_EXERCISE REQUIREMENTS_: All of the data should be repeated exactly; pictures are not part of the copy.
SUPPLIED MATERIAL Start Marker
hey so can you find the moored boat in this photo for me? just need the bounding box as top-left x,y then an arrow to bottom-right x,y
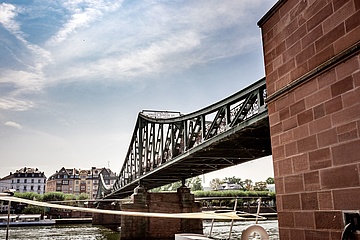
0,214 -> 55,227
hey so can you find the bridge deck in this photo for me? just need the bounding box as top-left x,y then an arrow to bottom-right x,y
108,111 -> 270,198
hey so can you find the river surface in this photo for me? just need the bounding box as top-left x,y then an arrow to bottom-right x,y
0,220 -> 278,239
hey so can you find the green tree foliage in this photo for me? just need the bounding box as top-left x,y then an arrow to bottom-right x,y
22,205 -> 46,214
253,181 -> 267,191
77,193 -> 90,200
193,190 -> 275,199
188,176 -> 203,191
266,177 -> 275,184
14,192 -> 43,201
42,192 -> 66,202
243,179 -> 253,191
64,194 -> 77,201
209,178 -> 222,190
223,176 -> 242,185
150,176 -> 203,192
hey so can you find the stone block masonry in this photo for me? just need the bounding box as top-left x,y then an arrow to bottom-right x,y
120,186 -> 203,240
258,0 -> 360,239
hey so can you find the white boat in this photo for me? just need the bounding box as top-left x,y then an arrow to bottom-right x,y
0,214 -> 55,227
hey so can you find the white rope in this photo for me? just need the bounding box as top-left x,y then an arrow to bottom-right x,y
0,196 -> 248,220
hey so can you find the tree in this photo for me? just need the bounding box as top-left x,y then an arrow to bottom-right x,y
254,181 -> 267,191
188,176 -> 203,191
243,179 -> 253,191
223,176 -> 242,184
266,177 -> 275,184
223,176 -> 243,189
43,192 -> 66,202
150,176 -> 203,192
209,178 -> 222,190
77,193 -> 89,200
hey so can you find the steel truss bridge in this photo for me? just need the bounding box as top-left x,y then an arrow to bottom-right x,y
98,78 -> 271,199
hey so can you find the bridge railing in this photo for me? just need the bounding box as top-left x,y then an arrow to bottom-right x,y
105,78 -> 267,198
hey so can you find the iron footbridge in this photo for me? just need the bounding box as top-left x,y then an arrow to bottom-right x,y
98,78 -> 271,199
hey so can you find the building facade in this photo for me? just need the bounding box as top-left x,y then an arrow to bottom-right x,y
46,167 -> 117,199
258,0 -> 360,238
0,167 -> 46,194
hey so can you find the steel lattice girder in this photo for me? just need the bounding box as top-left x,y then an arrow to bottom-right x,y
101,78 -> 270,199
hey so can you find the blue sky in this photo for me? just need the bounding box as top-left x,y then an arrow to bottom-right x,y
0,0 -> 277,186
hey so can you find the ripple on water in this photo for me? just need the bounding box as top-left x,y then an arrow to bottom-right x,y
0,224 -> 120,240
0,220 -> 278,240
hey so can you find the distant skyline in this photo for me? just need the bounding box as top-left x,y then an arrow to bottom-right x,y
0,0 -> 277,187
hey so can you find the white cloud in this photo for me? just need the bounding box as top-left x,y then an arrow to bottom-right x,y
48,0 -> 123,44
4,121 -> 23,129
0,3 -> 22,34
0,97 -> 34,111
46,0 -> 270,83
0,0 -> 276,111
0,3 -> 52,70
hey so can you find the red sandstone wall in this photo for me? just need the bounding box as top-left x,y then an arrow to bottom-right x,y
121,190 -> 202,240
259,0 -> 360,239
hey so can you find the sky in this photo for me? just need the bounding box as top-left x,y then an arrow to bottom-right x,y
0,0 -> 277,187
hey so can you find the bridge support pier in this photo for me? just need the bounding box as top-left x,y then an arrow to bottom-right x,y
120,186 -> 203,240
92,200 -> 121,231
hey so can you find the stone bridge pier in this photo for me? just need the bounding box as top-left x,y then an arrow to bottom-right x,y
258,0 -> 360,239
93,185 -> 203,240
120,186 -> 203,240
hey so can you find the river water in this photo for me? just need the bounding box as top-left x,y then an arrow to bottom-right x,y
0,220 -> 278,239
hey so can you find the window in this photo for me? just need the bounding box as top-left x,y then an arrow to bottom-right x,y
37,186 -> 41,190
17,179 -> 20,183
24,179 -> 27,183
30,186 -> 34,191
62,180 -> 69,185
38,179 -> 41,183
31,179 -> 34,183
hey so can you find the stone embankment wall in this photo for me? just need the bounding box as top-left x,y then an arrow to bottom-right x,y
258,0 -> 360,238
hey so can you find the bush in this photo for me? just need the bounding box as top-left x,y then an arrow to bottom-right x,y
42,192 -> 66,202
14,192 -> 43,201
193,190 -> 276,208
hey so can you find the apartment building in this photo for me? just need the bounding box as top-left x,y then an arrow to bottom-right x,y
0,167 -> 46,194
46,167 -> 117,199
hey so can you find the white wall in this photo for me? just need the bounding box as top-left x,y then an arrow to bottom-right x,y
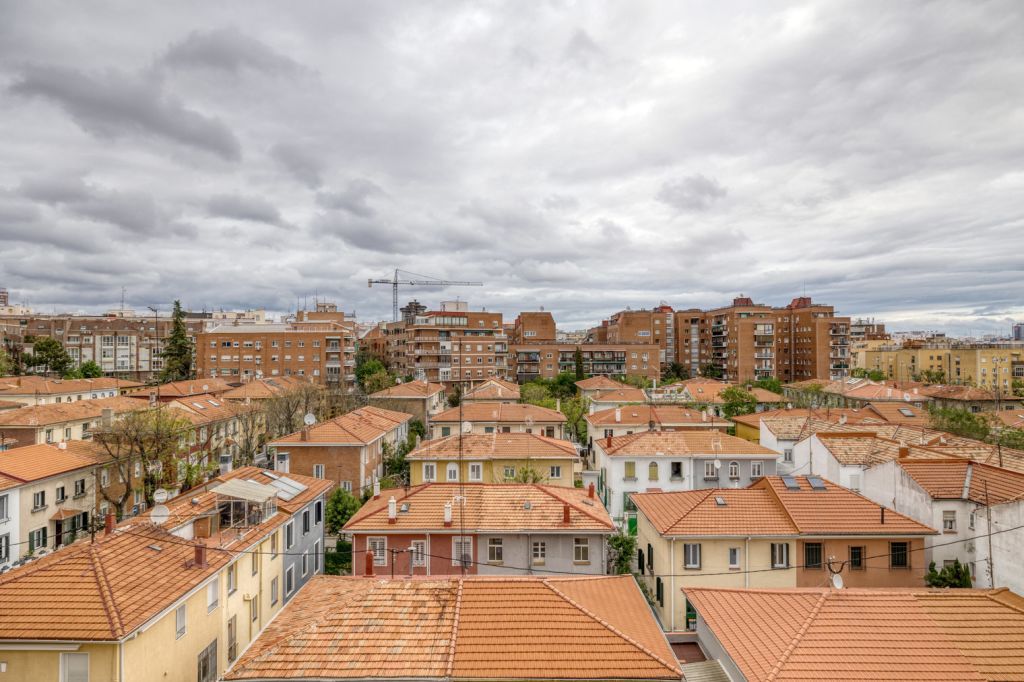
SUPPLIED MATERIAL End Marker
_RESULT OF THIS TASK_:
hey so can you find the moored boat in this photo for me? just need the bounding box as top-left x,y then an arrow to bottom-right x,y
0,214 -> 55,227
hey so can you find the bridge deck in this photo for me? just need the bounding box as top-left x,y then an arrow to bottom-right x,y
108,111 -> 270,198
hey so can you find the river surface in this photo for me? just need the bounding box as top-left x,y then an arrow to bottom-right x,y
0,220 -> 278,239
hey so can you find the green tree foliage in this photo for me? just need the bounding box as top-left x,y then an arrow to bottom-right x,y
22,205 -> 46,214
253,181 -> 267,191
77,193 -> 90,200
193,190 -> 275,199
188,176 -> 203,191
266,177 -> 275,184
14,192 -> 43,201
42,192 -> 66,202
243,179 -> 253,191
64,194 -> 77,201
209,178 -> 222,190
223,176 -> 242,185
150,176 -> 203,192
hey so can you find the stone block masonry in this photo for me? just need the bounding box as top-left x,y then an arrow to bottom-right x,y
120,186 -> 203,240
258,0 -> 360,239
hey so can you find the white boat in this photo for me? just need the bounding box as top-left x,y then an arrow to bottom-right x,y
0,214 -> 55,227
hey so can you find the white rope in this photo for me? just need the bounding box as top-left x,y then an arrow to bottom-right x,y
0,196 -> 248,220
hey so can you find the tree in this photo for me? just need the bounding box as top-left x,y then an arrow to bottom-right x,y
254,181 -> 267,191
188,176 -> 203,191
243,179 -> 253,191
223,176 -> 242,184
266,177 -> 275,184
223,176 -> 243,189
43,192 -> 66,202
150,176 -> 203,192
209,178 -> 222,190
77,193 -> 89,200
hey so can you find the steel truss bridge in this photo for me? just need the bounding box as top-left x,y then an arrow to bottom-right x,y
98,78 -> 271,199
hey so can you find the bridge railing in this photo for me? just need the bounding box as top-left x,y then an arrow to bottom-right x,y
105,78 -> 267,198
hey so can you find the iron footbridge in this photo for me? just need the bounding box as top-left x,y then an arrow to bottom-right x,y
98,78 -> 271,199
hey so can you find the building facade in this photo for me? just need the bounding box as top-left x,y then an arrow to bottom-right x,y
46,167 -> 117,199
258,0 -> 360,238
0,167 -> 46,194
hey so can you find the steel lattice girder in this photo for me? just need the bounding box as top-left x,y then an arrow to bottom-right x,y
101,78 -> 270,199
hey so can you find the blue sky in this photo for me? just need the bounding box as top-left x,y then an arrow to bottom-right x,y
0,0 -> 277,186
hey so can you find the ripple on water in this photo for me? just need the bounding box as top-left x,y then an arrow to bottom-right x,y
0,224 -> 120,240
0,220 -> 278,240
hey so can you find the distant skyline in this photo for me? just need the bounding box as top-left x,y then an arrow to bottom-right x,y
0,0 -> 277,187
hey so can you find the white cloud in this photo for me? just need the bounding box as top-left x,y then an arrow to bottom-right x,y
48,0 -> 123,44
4,121 -> 23,129
0,3 -> 22,34
0,97 -> 34,111
46,0 -> 270,83
0,0 -> 276,111
0,3 -> 52,70
hey so can you find the red sandstone wall in this photo for me? just need the bounding box as top-left x,y then an arrow to bottom-right x,y
121,190 -> 202,240
259,0 -> 360,239
hey so can you find the sky in this photo for me? just need the bounding box as top-left x,y then an arrow to bottom-right x,y
0,0 -> 277,187
hey so can you find the bridge support pier in this photo for me? just need the bounding box as top-left x,y then an arrow to bottom-right x,y
120,186 -> 203,240
92,200 -> 121,231
hey so can you find the stone bridge pier in this photo for me? just need the bounding box as top-left x,y then an arrow to bottom-right x,y
258,0 -> 360,239
93,185 -> 203,240
120,186 -> 203,240
hey so can you find the river water in this photo for me? just need the bounding box as top-left x,y then an arrow to bottom-right x,y
0,220 -> 278,239
hey so can you find the window in this photo for me? just need the bounding box as top-left x,y then an arrow to bottom-right x,y
37,186 -> 41,190
17,179 -> 20,183
24,179 -> 27,183
30,186 -> 34,191
62,180 -> 69,185
38,179 -> 41,183
31,179 -> 34,183
hey so can you find the stone embankment wall in this photo for me? just need the bounding box as top-left x,y then an arrow to bottom-right x,y
258,0 -> 360,238
hey so can you find the bush in this photo for me? just need the bounding box as top-left x,y then an arrow to bottom-right x,y
42,192 -> 66,202
14,192 -> 43,201
193,190 -> 276,208
hey so can you find the apartment building in this photo for me? just need the bounding box as top-left x,y then an arrow to bottom-right x,y
0,167 -> 46,194
46,167 -> 117,199
hey so can you find the white wall in this photo for me? just need the bounding box as top-left x,y then an arrow to bottom-right x,y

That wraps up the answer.